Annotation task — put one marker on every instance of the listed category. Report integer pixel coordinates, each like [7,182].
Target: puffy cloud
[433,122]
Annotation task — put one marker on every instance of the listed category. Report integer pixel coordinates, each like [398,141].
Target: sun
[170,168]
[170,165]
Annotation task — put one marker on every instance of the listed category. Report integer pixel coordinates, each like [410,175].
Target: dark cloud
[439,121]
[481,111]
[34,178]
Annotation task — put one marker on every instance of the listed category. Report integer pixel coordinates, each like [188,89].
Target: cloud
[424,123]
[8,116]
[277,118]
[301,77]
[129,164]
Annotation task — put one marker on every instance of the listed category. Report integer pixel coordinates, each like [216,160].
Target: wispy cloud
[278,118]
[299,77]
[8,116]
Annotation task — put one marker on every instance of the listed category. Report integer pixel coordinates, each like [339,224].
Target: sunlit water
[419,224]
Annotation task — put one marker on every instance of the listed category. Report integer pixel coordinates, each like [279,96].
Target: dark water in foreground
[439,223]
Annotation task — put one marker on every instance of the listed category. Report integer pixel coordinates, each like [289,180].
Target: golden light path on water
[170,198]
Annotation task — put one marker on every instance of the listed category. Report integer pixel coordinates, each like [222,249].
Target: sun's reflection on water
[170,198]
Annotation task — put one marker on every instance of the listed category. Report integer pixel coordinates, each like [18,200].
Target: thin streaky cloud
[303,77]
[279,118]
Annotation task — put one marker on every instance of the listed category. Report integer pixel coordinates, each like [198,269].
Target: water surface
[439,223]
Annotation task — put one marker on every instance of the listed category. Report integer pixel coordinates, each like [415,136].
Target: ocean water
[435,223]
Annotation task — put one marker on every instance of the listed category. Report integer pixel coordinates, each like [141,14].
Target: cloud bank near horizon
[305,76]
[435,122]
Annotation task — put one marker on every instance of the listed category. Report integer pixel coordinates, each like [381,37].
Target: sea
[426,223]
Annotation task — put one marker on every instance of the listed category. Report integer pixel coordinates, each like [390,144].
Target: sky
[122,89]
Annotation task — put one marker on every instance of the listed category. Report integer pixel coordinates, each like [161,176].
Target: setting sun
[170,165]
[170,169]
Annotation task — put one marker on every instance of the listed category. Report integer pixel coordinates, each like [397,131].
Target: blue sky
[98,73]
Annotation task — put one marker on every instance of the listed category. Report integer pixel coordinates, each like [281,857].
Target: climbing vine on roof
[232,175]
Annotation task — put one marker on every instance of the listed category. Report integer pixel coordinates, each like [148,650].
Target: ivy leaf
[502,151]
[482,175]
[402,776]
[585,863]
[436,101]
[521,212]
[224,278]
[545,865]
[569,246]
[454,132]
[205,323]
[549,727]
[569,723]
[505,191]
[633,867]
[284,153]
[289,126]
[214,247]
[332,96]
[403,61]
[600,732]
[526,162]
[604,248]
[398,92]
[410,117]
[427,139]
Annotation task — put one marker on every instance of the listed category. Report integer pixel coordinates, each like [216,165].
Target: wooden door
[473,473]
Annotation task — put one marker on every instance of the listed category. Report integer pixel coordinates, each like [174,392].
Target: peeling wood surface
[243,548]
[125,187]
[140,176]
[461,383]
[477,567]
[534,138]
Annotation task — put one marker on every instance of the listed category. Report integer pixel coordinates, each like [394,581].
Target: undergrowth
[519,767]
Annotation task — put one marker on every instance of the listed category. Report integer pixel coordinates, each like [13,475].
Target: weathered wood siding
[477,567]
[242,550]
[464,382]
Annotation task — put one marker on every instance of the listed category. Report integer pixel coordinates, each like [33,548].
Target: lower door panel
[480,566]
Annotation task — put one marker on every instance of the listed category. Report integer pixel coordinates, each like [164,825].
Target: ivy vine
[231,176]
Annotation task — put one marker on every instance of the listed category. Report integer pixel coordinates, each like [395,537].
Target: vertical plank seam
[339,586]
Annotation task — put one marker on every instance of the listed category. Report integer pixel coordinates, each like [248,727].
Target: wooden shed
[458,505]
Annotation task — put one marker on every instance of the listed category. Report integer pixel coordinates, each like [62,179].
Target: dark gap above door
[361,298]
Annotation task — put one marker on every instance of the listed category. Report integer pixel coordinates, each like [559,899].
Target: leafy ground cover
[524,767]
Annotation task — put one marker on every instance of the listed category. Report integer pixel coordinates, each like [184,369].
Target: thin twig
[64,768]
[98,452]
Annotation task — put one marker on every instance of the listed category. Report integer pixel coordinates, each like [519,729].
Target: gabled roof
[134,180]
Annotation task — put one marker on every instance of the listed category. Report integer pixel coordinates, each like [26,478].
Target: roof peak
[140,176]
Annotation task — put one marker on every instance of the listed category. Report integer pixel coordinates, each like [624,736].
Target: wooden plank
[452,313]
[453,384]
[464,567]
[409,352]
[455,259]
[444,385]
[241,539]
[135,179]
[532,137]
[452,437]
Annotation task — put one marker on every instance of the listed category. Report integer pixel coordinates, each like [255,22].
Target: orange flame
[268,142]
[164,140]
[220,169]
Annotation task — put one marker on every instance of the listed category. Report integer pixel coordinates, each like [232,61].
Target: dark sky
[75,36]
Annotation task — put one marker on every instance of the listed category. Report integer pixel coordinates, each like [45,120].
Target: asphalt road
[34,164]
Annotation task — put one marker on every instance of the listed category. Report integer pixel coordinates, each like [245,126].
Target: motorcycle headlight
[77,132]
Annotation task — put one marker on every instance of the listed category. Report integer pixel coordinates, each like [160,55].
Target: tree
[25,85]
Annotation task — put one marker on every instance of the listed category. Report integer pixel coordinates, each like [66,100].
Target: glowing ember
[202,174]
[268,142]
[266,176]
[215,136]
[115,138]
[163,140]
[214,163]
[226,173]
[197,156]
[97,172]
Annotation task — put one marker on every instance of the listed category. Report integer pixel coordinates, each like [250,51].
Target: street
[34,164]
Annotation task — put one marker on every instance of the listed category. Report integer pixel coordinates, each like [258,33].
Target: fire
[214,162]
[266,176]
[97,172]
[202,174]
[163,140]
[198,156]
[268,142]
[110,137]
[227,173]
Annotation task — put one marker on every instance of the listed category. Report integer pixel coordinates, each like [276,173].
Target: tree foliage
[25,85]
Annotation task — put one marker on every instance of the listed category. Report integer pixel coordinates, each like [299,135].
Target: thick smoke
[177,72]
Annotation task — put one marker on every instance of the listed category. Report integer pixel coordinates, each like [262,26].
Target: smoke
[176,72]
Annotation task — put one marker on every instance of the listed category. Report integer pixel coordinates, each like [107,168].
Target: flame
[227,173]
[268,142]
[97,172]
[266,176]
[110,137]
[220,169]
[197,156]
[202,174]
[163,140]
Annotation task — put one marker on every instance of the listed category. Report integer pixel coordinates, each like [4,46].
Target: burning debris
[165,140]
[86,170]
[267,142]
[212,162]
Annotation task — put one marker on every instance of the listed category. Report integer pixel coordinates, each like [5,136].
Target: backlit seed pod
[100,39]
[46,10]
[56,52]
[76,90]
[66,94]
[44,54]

Written exercise: Quote each line of the data above exactly as written.

Solution for this task:
Annotation task — put one marker on every instance of the listed category. Report integer pixel coordinates, each like [7,182].
Target: puffy cloud
[433,122]
Annotation task — put one marker on every instance of the listed category. Report integer pixel coordinates, each like [398,141].
Target: sun
[170,168]
[170,165]
Annotation task — put one marker on every instance of the listed category. Report integer pixel coordinates, each like [410,175].
Target: dark cloud
[439,121]
[481,111]
[34,178]
Annotation task — put one marker on every instance of the listed category. Report integer pixel coordinates, each like [188,89].
Target: cloud
[424,123]
[8,116]
[277,118]
[301,77]
[129,164]
Annotation task — put one marker on every instance of the listed category. Report integer pixel coordinates, each like [216,160].
Target: wispy cloud
[278,118]
[299,77]
[8,116]
Annotation task — put one marker on every instance of the listed category. Report integer pixel coordinates, each like [339,224].
Target: sunlit water
[419,224]
Annotation task — put one marker on every instance of the listed category. Report integer pixel coordinates, each like [279,96].
Target: dark water in foreground
[439,223]
Annotation task — put one marker on every instance of the listed category. Report integer pixel coordinates, each like [289,180].
Target: golden light path on water
[170,198]
Annotation task — put one marker on every instance of the listed category. Report integer pixel coordinates, each like [222,249].
Target: sun's reflection on water
[170,198]
Annotation task — put one marker on every instance of the listed category. Report integer pixel coordinates, each like [18,200].
Target: thin streaky cloud
[303,77]
[279,118]
Annotation task — put one marker on every instance of the listed category. Report integer pixel coordinates, each like [198,269].
Target: water surface
[439,223]
Annotation task — put one marker on every instance of the listed category. Report integer pixel coordinates, each like [415,136].
Target: ocean water
[435,223]
Annotation task — put one marker on every instance of the listed category. Report integer pixel coordinates, each like [141,14].
Target: cloud bank near horizon
[305,76]
[435,122]
Annotation task — put one marker on every instance of the listed category. Report integer pixel coordinates, each like [381,37].
Target: sea
[426,223]
Annotation task — put one marker on every instance of the listed category. Report integer pixel coordinates, each like [390,144].
Target: sky
[122,89]
Annotation task — put one marker on every instance of the listed category. Report integer pixel coordinates, each like [161,176].
Target: setting sun
[170,165]
[170,169]
Annotation task — put one marker on every instance of the listed category. Report integer pixel coordinates, each like [397,131].
Target: blue sky
[98,73]
Annotation task — put one marker on every instance of the listed category. Report integer pixel coordinates, each like [281,857].
Target: climbing vine on roof
[232,175]
Annotation task — put one marker on every instance of the listed category. Report integer pixel coordinates, each like [148,650].
Target: ivy leaf
[502,151]
[482,175]
[402,776]
[585,863]
[436,101]
[521,212]
[224,278]
[545,865]
[569,246]
[454,132]
[205,323]
[549,727]
[569,723]
[505,191]
[633,867]
[284,153]
[289,126]
[214,247]
[332,96]
[403,61]
[600,732]
[526,162]
[604,248]
[398,92]
[410,117]
[427,139]
Annotation task — put one marker on every instance of the listed category. Report integer pixel coordinates, each like [216,165].
Target: wooden door
[473,473]
Annotation task — put one marker on every instance of the listed category. Report integer pixel coordinates, each like [174,392].
Target: peeling wood surface
[243,548]
[125,187]
[140,176]
[461,383]
[477,567]
[534,138]
Annotation task — put one marker on every instance of the listed category. Report integer pixel coordinates, each like [394,581].
Target: undergrowth
[519,767]
Annotation task — put one marker on every instance of the listed category. Report integer pixel coordinates, each like [13,475].
Target: weathered wood siding
[477,567]
[242,550]
[464,382]
Annotation task — put one marker on every instance of the listed category. Report integer pixel coordinates, each like [33,548].
Target: lower door panel
[480,566]
Annotation task — put one marker on every instance of the listed category. Report integer pixel coordinates, each like [164,825].
Target: ivy vine
[231,176]
Annotation task — put one marker on every instance of the listed category. Report integer pixel coordinates, each like [395,537].
Target: vertical plank seam
[339,586]
Annotation task — put one marker on every instance of the listed category. Report integer pixel coordinates, each like [248,727].
Target: wooden shed
[458,505]
Annotation task — put one marker on every instance of the listed category. Report integer pixel coordinates, each like [62,179].
Target: dark gap above door
[361,298]
Annotation task — put one marker on every instance of the listed category. Report integer pixel coordinates, each like [559,899].
Target: leafy ground cover
[524,767]
Annotation task — put one marker on every instance of the listed category. Report integer pixel coordinates, each like [184,369].
Target: thin twig
[64,768]
[98,452]
Annotation task — put one marker on every instance of the listed category. Report integer pixel coordinates, each like [519,729].
Target: gabled roof
[134,180]
Annotation task — put one marker on every instance of the listed category. Report integer pixel coordinates, each like [26,478].
Target: roof peak
[140,176]
Annotation task — put one marker on every instance of the listed category. Report integer pixel coordinates, each like [624,736].
Target: wooden plank
[452,313]
[453,384]
[464,567]
[409,352]
[455,259]
[444,385]
[241,539]
[135,179]
[532,137]
[452,437]
Annotation task — put one marker on every instance of the listed category. Report integer pixel coordinates, each like [255,22].
Target: orange flame
[268,142]
[164,140]
[220,169]
Annotation task — put one marker on every instance of the listed category. Report integer pixel coordinates, each like [232,61].
Target: dark sky
[75,36]
Annotation task — put one marker on every instance of the listed category. Report integer pixel coordinates, each like [45,120].
Target: asphalt road
[34,164]
Annotation task — put one marker on every instance of the listed category. Report integer pixel coordinates, each like [245,126].
Target: motorcycle headlight
[77,132]
Annotation task — put one marker on every instance of the listed category. Report integer pixel coordinates, each like [160,55].
Target: tree
[25,85]
Annotation task — put one marker on every instance of the listed category. Report integer pixel coordinates, each like [66,100].
Target: glowing ember
[202,174]
[268,142]
[266,176]
[215,136]
[115,138]
[163,140]
[214,163]
[226,173]
[197,156]
[97,172]
Annotation task — put one marker on every instance of the listed category. Report integer pixel coordinates, each like [250,51].
Target: street
[34,164]
Annotation task — put one marker on every instance of the listed category. Report integer pixel coordinates, each like [258,33].
Target: fire
[214,162]
[266,176]
[97,172]
[202,174]
[163,140]
[198,156]
[268,142]
[110,137]
[227,173]
Annotation task — put one marker on every instance of the listed category. Report integer pixel coordinates, each like [276,173].
Target: tree foliage
[25,85]
Annotation task — put one marker on every instance of the listed category. Report integer pixel coordinates, each like [299,135].
Target: thick smoke
[177,72]
Annotation task — put one marker on every instance of the listed category. Report integer pixel coordinates, each like [262,26].
Target: smoke
[176,72]
Annotation task — put one marker on every instance of the listed category. Report integer pixel coordinates, each like [107,168].
Target: flame
[227,173]
[268,142]
[97,172]
[266,176]
[110,137]
[220,169]
[197,156]
[202,174]
[163,140]
Annotation task — put one marker on every instance of the listed category. Report integer pixel coordinates, each like [4,46].
Target: burning debris
[165,140]
[86,170]
[267,142]
[212,162]
Annotation task — put one marker on every instance of the listed category. Report integer pixel coordinates, each like [5,136].
Target: backlit seed pod
[100,39]
[46,10]
[56,52]
[76,90]
[66,94]
[44,54]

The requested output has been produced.